— START OF EXERCISE INPUTS —

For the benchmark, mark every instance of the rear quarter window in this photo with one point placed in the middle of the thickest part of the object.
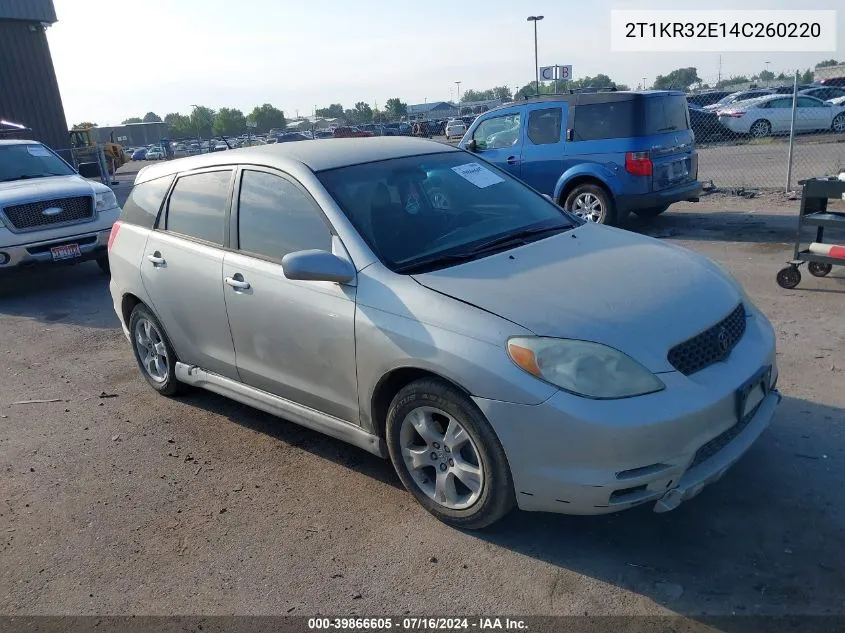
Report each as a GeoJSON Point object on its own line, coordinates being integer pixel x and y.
{"type": "Point", "coordinates": [605, 120]}
{"type": "Point", "coordinates": [666, 114]}
{"type": "Point", "coordinates": [144, 202]}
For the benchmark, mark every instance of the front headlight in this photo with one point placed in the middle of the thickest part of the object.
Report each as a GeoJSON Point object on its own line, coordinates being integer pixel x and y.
{"type": "Point", "coordinates": [104, 201]}
{"type": "Point", "coordinates": [583, 368]}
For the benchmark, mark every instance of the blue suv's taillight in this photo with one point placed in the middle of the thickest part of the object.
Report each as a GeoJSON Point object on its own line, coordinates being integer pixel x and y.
{"type": "Point", "coordinates": [638, 163]}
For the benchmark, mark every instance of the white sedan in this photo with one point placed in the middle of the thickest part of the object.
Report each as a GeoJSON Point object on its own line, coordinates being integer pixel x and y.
{"type": "Point", "coordinates": [772, 114]}
{"type": "Point", "coordinates": [455, 128]}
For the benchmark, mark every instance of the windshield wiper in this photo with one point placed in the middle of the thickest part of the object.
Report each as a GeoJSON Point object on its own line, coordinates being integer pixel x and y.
{"type": "Point", "coordinates": [29, 176]}
{"type": "Point", "coordinates": [436, 261]}
{"type": "Point", "coordinates": [518, 238]}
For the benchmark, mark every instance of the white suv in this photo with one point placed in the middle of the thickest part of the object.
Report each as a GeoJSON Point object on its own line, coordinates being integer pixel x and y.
{"type": "Point", "coordinates": [49, 213]}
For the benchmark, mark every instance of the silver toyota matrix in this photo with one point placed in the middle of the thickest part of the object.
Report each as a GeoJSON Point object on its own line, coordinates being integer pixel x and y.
{"type": "Point", "coordinates": [417, 302]}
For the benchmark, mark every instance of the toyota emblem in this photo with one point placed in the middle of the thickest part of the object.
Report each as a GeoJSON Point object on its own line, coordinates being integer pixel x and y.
{"type": "Point", "coordinates": [724, 341]}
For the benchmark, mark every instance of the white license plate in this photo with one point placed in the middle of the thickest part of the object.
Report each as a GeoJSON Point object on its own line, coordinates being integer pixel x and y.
{"type": "Point", "coordinates": [755, 397]}
{"type": "Point", "coordinates": [678, 169]}
{"type": "Point", "coordinates": [65, 251]}
{"type": "Point", "coordinates": [750, 395]}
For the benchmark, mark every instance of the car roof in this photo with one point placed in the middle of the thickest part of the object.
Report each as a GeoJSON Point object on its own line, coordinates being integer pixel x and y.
{"type": "Point", "coordinates": [317, 155]}
{"type": "Point", "coordinates": [15, 141]}
{"type": "Point", "coordinates": [587, 98]}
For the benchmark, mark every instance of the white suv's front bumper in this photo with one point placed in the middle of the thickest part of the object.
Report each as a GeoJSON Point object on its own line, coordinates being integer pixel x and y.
{"type": "Point", "coordinates": [92, 245]}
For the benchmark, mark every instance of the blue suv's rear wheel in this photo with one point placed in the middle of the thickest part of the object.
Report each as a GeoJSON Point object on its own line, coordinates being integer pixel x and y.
{"type": "Point", "coordinates": [591, 203]}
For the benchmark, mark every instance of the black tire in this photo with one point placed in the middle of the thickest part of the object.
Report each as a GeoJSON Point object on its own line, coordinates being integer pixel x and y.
{"type": "Point", "coordinates": [789, 277]}
{"type": "Point", "coordinates": [608, 210]}
{"type": "Point", "coordinates": [760, 129]}
{"type": "Point", "coordinates": [497, 497]}
{"type": "Point", "coordinates": [819, 269]}
{"type": "Point", "coordinates": [170, 386]}
{"type": "Point", "coordinates": [652, 212]}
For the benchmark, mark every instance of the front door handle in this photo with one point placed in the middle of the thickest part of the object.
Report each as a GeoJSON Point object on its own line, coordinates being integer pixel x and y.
{"type": "Point", "coordinates": [237, 284]}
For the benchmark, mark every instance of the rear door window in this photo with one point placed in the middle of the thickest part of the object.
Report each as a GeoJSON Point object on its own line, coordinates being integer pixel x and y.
{"type": "Point", "coordinates": [605, 120]}
{"type": "Point", "coordinates": [666, 114]}
{"type": "Point", "coordinates": [144, 202]}
{"type": "Point", "coordinates": [198, 205]}
{"type": "Point", "coordinates": [500, 131]}
{"type": "Point", "coordinates": [544, 126]}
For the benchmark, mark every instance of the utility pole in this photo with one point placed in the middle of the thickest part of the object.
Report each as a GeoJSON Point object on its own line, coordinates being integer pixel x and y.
{"type": "Point", "coordinates": [535, 19]}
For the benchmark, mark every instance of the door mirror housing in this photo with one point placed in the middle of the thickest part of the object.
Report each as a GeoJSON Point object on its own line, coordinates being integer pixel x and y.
{"type": "Point", "coordinates": [89, 170]}
{"type": "Point", "coordinates": [316, 265]}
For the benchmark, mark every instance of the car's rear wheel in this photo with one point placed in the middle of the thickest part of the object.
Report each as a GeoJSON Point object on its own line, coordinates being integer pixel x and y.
{"type": "Point", "coordinates": [591, 203]}
{"type": "Point", "coordinates": [760, 129]}
{"type": "Point", "coordinates": [651, 212]}
{"type": "Point", "coordinates": [153, 352]}
{"type": "Point", "coordinates": [447, 455]}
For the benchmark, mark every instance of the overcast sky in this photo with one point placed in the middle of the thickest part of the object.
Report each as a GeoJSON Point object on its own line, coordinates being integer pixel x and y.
{"type": "Point", "coordinates": [120, 58]}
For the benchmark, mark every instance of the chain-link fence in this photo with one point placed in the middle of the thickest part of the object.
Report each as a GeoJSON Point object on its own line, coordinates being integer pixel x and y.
{"type": "Point", "coordinates": [768, 137]}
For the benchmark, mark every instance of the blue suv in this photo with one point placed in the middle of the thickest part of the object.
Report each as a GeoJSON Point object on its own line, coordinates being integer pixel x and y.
{"type": "Point", "coordinates": [600, 155]}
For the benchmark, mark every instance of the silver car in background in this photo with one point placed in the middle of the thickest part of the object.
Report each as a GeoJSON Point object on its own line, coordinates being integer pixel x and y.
{"type": "Point", "coordinates": [409, 299]}
{"type": "Point", "coordinates": [772, 114]}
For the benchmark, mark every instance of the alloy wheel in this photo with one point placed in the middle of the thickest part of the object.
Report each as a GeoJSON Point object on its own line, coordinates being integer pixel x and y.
{"type": "Point", "coordinates": [151, 350]}
{"type": "Point", "coordinates": [441, 458]}
{"type": "Point", "coordinates": [588, 206]}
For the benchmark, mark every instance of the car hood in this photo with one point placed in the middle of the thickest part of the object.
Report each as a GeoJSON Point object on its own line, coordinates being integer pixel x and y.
{"type": "Point", "coordinates": [634, 293]}
{"type": "Point", "coordinates": [19, 191]}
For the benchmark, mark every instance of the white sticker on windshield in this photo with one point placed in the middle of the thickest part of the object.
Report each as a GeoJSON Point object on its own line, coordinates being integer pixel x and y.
{"type": "Point", "coordinates": [478, 175]}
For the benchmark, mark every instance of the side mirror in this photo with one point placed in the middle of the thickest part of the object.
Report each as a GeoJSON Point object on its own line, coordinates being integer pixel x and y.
{"type": "Point", "coordinates": [315, 265]}
{"type": "Point", "coordinates": [89, 170]}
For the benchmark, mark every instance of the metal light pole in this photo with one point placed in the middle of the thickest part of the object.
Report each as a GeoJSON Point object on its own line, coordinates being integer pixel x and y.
{"type": "Point", "coordinates": [535, 19]}
{"type": "Point", "coordinates": [196, 119]}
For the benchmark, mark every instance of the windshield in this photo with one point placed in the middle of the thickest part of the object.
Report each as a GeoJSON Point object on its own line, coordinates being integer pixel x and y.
{"type": "Point", "coordinates": [30, 160]}
{"type": "Point", "coordinates": [426, 209]}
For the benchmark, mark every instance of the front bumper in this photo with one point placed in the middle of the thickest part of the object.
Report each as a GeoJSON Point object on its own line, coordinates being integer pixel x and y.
{"type": "Point", "coordinates": [686, 192]}
{"type": "Point", "coordinates": [92, 245]}
{"type": "Point", "coordinates": [573, 455]}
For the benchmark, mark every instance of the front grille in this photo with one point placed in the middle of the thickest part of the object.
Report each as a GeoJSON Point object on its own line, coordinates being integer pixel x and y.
{"type": "Point", "coordinates": [710, 346]}
{"type": "Point", "coordinates": [32, 216]}
{"type": "Point", "coordinates": [720, 441]}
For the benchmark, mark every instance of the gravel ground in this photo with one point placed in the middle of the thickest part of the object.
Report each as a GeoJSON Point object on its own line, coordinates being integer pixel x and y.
{"type": "Point", "coordinates": [114, 500]}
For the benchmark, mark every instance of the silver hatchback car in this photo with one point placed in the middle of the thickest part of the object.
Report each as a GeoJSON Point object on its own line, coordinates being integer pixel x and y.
{"type": "Point", "coordinates": [412, 300]}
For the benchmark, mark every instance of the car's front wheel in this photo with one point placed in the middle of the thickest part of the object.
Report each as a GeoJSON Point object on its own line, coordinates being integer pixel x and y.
{"type": "Point", "coordinates": [153, 352]}
{"type": "Point", "coordinates": [760, 129]}
{"type": "Point", "coordinates": [591, 203]}
{"type": "Point", "coordinates": [447, 455]}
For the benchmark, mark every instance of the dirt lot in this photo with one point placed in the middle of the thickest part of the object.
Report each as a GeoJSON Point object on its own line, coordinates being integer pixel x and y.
{"type": "Point", "coordinates": [116, 501]}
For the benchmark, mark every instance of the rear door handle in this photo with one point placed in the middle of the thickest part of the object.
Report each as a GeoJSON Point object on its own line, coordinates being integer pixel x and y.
{"type": "Point", "coordinates": [238, 284]}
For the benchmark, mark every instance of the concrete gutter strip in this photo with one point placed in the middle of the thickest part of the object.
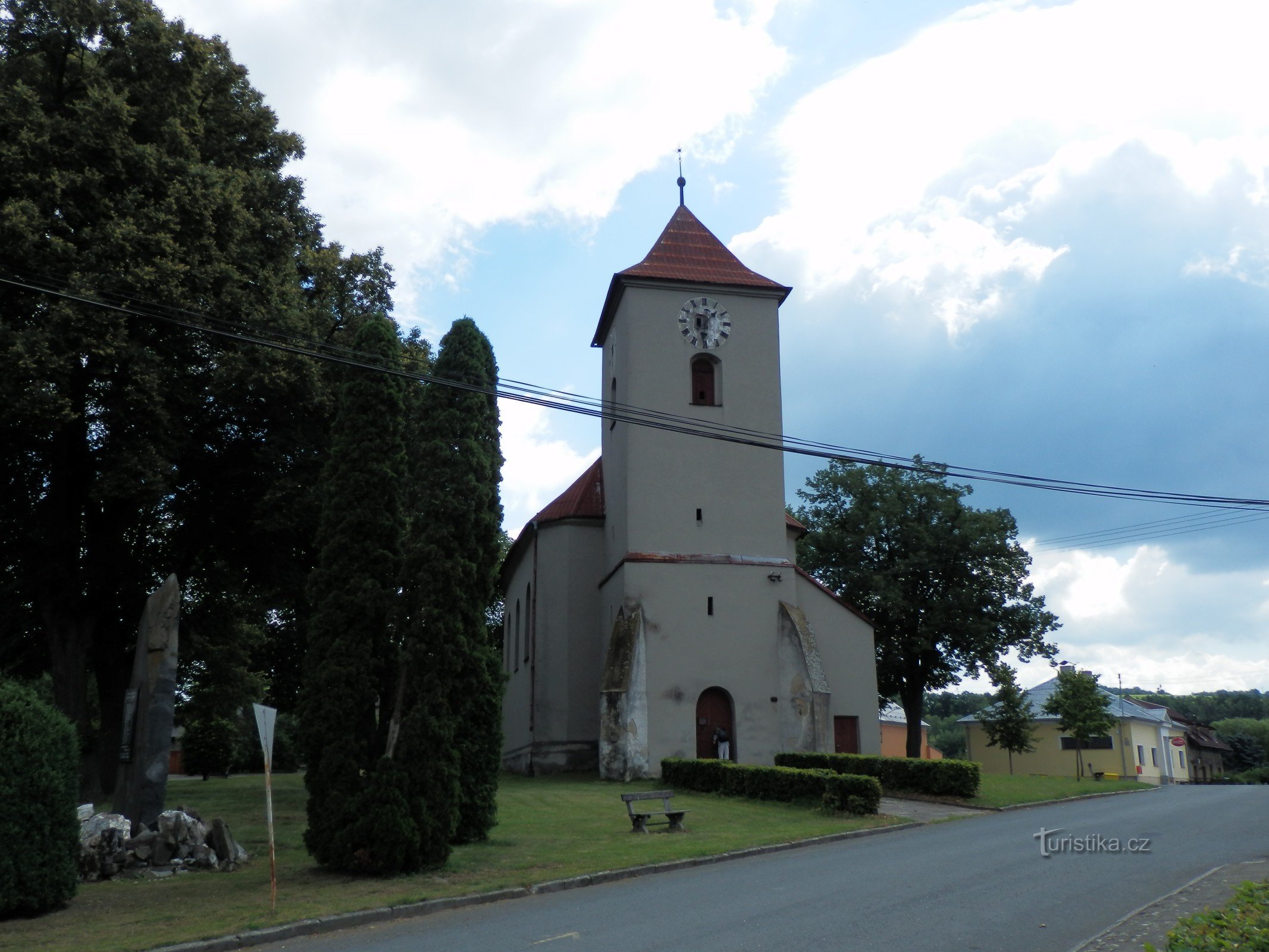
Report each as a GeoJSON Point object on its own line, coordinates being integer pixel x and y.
{"type": "Point", "coordinates": [1070, 800]}
{"type": "Point", "coordinates": [369, 917]}
{"type": "Point", "coordinates": [1143, 788]}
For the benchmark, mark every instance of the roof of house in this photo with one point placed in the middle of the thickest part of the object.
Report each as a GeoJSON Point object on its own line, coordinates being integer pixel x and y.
{"type": "Point", "coordinates": [687, 252]}
{"type": "Point", "coordinates": [1042, 692]}
{"type": "Point", "coordinates": [1197, 733]}
{"type": "Point", "coordinates": [894, 714]}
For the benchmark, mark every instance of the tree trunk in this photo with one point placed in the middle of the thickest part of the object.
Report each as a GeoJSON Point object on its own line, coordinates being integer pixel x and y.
{"type": "Point", "coordinates": [70, 639]}
{"type": "Point", "coordinates": [914, 706]}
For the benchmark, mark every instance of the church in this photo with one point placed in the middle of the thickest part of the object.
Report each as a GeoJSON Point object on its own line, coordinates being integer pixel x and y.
{"type": "Point", "coordinates": [657, 600]}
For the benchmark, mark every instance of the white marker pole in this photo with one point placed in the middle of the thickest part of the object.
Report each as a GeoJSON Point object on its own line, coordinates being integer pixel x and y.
{"type": "Point", "coordinates": [264, 721]}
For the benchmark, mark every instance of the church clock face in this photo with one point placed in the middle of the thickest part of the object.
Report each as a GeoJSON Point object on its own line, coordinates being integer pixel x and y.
{"type": "Point", "coordinates": [704, 324]}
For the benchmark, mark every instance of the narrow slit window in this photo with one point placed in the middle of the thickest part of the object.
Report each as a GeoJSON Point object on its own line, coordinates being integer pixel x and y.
{"type": "Point", "coordinates": [703, 383]}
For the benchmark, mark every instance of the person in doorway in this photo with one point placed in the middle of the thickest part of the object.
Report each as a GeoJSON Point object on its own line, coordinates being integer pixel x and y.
{"type": "Point", "coordinates": [722, 743]}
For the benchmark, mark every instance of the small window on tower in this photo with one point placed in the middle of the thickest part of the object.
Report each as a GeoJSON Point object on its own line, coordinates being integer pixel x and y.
{"type": "Point", "coordinates": [703, 384]}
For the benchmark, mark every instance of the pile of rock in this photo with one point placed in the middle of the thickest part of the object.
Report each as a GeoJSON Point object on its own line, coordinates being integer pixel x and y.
{"type": "Point", "coordinates": [109, 845]}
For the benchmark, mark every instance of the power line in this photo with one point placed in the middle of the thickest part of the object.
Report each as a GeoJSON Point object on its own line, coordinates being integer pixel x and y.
{"type": "Point", "coordinates": [1143, 537]}
{"type": "Point", "coordinates": [607, 409]}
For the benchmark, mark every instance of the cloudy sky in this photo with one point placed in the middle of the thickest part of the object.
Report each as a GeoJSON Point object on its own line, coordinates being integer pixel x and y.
{"type": "Point", "coordinates": [1024, 236]}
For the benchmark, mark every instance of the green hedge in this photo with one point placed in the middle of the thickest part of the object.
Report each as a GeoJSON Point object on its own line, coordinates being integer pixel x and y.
{"type": "Point", "coordinates": [948, 778]}
{"type": "Point", "coordinates": [836, 791]}
{"type": "Point", "coordinates": [39, 787]}
{"type": "Point", "coordinates": [1244, 923]}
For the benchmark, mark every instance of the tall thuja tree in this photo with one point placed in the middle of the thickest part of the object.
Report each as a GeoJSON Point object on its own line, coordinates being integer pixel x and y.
{"type": "Point", "coordinates": [457, 532]}
{"type": "Point", "coordinates": [358, 813]}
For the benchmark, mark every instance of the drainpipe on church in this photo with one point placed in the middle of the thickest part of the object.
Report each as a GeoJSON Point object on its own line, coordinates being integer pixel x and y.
{"type": "Point", "coordinates": [532, 635]}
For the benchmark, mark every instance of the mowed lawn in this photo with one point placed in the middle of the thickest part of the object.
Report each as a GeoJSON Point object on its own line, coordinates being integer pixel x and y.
{"type": "Point", "coordinates": [549, 828]}
{"type": "Point", "coordinates": [1007, 790]}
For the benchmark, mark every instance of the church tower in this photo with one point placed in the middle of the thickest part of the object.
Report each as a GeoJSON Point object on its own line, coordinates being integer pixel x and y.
{"type": "Point", "coordinates": [665, 577]}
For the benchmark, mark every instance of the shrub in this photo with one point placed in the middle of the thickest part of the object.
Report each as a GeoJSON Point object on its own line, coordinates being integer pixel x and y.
{"type": "Point", "coordinates": [836, 791]}
{"type": "Point", "coordinates": [1243, 923]}
{"type": "Point", "coordinates": [39, 787]}
{"type": "Point", "coordinates": [955, 778]}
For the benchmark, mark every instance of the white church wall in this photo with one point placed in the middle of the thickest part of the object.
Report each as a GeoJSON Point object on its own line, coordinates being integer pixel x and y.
{"type": "Point", "coordinates": [690, 650]}
{"type": "Point", "coordinates": [516, 700]}
{"type": "Point", "coordinates": [848, 653]}
{"type": "Point", "coordinates": [570, 645]}
{"type": "Point", "coordinates": [676, 474]}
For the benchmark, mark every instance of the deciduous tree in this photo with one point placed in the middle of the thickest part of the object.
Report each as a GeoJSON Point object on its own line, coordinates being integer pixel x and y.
{"type": "Point", "coordinates": [1083, 711]}
{"type": "Point", "coordinates": [1008, 721]}
{"type": "Point", "coordinates": [945, 584]}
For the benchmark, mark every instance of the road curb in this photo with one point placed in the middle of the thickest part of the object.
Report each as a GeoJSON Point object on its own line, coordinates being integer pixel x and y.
{"type": "Point", "coordinates": [1073, 800]}
{"type": "Point", "coordinates": [369, 917]}
{"type": "Point", "coordinates": [1114, 926]}
{"type": "Point", "coordinates": [1018, 806]}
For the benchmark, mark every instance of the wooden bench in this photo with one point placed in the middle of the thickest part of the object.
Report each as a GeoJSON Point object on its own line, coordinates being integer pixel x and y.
{"type": "Point", "coordinates": [638, 821]}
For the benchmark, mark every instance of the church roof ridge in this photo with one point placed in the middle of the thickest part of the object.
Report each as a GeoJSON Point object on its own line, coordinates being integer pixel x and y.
{"type": "Point", "coordinates": [584, 499]}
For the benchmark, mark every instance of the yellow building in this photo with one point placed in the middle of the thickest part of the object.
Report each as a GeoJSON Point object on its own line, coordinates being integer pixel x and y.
{"type": "Point", "coordinates": [1140, 746]}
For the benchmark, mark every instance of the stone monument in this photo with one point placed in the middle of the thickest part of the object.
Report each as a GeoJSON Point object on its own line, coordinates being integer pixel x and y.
{"type": "Point", "coordinates": [145, 743]}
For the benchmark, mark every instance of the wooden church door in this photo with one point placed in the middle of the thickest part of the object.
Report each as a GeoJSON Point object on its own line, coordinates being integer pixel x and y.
{"type": "Point", "coordinates": [713, 711]}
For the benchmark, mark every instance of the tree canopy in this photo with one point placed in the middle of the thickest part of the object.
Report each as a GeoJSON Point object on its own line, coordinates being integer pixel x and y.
{"type": "Point", "coordinates": [1008, 721]}
{"type": "Point", "coordinates": [1083, 711]}
{"type": "Point", "coordinates": [137, 165]}
{"type": "Point", "coordinates": [945, 583]}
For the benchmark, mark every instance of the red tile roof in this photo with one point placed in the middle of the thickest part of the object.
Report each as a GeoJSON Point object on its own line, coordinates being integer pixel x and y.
{"type": "Point", "coordinates": [687, 253]}
{"type": "Point", "coordinates": [584, 499]}
{"type": "Point", "coordinates": [688, 250]}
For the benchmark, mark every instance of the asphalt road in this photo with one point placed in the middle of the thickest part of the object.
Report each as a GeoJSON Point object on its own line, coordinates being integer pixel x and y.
{"type": "Point", "coordinates": [974, 884]}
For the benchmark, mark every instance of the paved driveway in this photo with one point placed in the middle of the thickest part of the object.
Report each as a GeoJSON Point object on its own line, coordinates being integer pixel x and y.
{"type": "Point", "coordinates": [975, 884]}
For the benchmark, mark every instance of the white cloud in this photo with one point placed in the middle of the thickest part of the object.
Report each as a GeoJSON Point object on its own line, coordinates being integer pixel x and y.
{"type": "Point", "coordinates": [1152, 620]}
{"type": "Point", "coordinates": [1240, 264]}
{"type": "Point", "coordinates": [425, 124]}
{"type": "Point", "coordinates": [914, 173]}
{"type": "Point", "coordinates": [538, 468]}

— END OF EXERCISE INPUTS —

# [WHAT THE TASK REQUIRES]
Only the lines from the one containing "For the benchmark, mark every instance of the white cloud" to the end of the data should be printed, exactly as they stand.

# [WORKED ANSWER]
For the benchmark, mark every instance of the white cloud in this photo with one point placed in the middle of the thickest part of the object.
Report each as a GeoJSON Point object on its own line, coordinates being integer pixel x and y.
{"type": "Point", "coordinates": [1152, 620]}
{"type": "Point", "coordinates": [1240, 264]}
{"type": "Point", "coordinates": [425, 124]}
{"type": "Point", "coordinates": [914, 173]}
{"type": "Point", "coordinates": [538, 468]}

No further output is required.